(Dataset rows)
----------------------------------------

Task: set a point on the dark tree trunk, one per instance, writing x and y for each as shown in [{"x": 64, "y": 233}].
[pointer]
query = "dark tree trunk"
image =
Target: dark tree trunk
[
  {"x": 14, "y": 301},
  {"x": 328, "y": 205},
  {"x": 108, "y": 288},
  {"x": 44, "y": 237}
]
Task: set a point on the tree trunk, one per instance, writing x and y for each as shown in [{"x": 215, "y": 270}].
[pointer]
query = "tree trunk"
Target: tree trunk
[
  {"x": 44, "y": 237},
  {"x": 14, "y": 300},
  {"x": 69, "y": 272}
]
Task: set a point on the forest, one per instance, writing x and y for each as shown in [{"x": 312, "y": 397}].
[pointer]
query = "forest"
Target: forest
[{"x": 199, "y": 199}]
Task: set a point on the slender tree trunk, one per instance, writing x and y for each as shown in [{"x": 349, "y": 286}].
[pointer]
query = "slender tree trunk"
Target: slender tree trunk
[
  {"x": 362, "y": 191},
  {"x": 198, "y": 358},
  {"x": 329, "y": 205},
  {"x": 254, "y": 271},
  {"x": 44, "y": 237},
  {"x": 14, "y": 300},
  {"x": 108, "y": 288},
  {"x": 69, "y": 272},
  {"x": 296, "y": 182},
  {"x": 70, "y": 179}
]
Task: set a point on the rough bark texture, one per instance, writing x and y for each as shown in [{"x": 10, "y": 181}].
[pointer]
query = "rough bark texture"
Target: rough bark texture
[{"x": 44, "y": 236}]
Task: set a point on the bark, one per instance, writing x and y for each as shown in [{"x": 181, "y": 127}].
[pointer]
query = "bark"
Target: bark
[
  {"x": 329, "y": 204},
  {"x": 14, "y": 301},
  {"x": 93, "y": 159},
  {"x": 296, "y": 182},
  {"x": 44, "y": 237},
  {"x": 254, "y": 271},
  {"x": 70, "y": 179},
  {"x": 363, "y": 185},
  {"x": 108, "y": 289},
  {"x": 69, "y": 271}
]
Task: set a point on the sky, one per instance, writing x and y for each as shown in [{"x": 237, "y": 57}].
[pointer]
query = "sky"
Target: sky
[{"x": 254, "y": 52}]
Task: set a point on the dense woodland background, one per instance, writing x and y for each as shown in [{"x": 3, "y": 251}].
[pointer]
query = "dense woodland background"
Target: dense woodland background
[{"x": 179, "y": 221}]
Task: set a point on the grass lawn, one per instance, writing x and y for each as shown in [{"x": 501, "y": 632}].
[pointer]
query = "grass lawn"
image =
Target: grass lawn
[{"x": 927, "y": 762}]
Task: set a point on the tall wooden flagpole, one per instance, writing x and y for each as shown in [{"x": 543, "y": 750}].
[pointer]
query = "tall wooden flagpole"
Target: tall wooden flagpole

----------------------------------------

### EXERCISE GOAL
Reproduce the lines unchanged, from the line containing "Task: set a point on the grass" up to and including the final line above.

### ANSWER TO THIS TASK
Task: set a point on the grass lawn, one per instance, writing x and y for each as shown in [{"x": 501, "y": 632}].
[pointer]
query = "grass lawn"
image =
Target: grass lawn
[{"x": 927, "y": 762}]
Task: set a point on the tall wooden flagpole, one per instance, writing x and y for each as shown in [{"x": 543, "y": 750}].
[pointer]
query = "tall wooden flagpole"
Target: tall wooden flagpole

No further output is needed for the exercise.